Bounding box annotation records

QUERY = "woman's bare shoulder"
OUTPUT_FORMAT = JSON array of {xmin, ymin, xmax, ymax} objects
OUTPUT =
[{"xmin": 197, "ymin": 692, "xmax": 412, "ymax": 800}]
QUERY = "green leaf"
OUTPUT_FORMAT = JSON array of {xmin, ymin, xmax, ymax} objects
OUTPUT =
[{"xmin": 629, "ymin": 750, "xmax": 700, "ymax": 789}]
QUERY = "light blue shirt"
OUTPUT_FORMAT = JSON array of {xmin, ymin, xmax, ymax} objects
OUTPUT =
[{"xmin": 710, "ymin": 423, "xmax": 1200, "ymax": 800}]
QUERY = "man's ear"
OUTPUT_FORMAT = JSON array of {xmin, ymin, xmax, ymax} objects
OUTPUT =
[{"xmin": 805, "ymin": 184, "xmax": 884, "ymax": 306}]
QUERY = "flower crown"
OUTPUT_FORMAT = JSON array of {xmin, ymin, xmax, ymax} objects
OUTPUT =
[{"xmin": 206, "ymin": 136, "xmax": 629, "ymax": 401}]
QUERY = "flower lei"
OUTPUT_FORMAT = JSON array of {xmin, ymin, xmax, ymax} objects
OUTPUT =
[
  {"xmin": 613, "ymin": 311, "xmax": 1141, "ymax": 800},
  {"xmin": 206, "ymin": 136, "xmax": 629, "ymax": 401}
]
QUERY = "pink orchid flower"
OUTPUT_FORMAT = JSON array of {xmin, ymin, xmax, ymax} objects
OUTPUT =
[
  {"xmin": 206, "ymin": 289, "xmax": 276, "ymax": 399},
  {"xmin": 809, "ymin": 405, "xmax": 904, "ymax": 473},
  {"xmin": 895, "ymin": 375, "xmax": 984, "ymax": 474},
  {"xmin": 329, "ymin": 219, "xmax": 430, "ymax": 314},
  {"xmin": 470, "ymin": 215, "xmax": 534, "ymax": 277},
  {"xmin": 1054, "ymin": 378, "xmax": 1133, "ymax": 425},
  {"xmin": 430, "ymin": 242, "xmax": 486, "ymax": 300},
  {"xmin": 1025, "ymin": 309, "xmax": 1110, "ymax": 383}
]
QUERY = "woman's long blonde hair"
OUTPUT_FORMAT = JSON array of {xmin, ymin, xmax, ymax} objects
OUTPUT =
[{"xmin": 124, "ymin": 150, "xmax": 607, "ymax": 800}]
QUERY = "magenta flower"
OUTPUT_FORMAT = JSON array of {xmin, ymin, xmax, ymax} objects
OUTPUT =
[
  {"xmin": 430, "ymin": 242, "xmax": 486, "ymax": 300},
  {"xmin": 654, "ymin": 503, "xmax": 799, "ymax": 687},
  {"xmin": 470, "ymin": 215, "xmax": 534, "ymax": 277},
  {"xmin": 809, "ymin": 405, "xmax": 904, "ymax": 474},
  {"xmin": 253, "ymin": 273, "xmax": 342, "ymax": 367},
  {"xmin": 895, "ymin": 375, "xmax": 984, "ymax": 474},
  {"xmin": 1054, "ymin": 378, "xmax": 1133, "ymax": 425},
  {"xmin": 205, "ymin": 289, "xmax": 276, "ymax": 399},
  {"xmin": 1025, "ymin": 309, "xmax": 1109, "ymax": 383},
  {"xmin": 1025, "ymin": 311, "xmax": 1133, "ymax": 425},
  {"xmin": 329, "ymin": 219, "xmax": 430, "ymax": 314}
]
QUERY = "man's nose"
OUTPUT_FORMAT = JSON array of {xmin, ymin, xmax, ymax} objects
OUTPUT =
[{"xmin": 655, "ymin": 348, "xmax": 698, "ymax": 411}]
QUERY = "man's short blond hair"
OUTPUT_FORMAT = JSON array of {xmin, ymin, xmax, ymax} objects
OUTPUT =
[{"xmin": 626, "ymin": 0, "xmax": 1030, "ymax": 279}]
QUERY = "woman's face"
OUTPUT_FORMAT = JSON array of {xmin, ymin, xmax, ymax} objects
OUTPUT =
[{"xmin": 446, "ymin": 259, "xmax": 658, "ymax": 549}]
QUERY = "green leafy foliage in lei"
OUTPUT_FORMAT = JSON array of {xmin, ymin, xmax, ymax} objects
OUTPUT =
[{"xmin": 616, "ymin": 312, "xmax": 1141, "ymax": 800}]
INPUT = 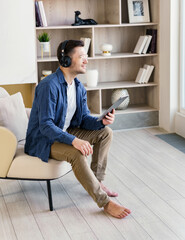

**Request**
Report each line of the records above that contains the word "green". Case counts.

**Exercise output**
QUERY = "green leaf"
QUERY = "green leafy foliage in lei"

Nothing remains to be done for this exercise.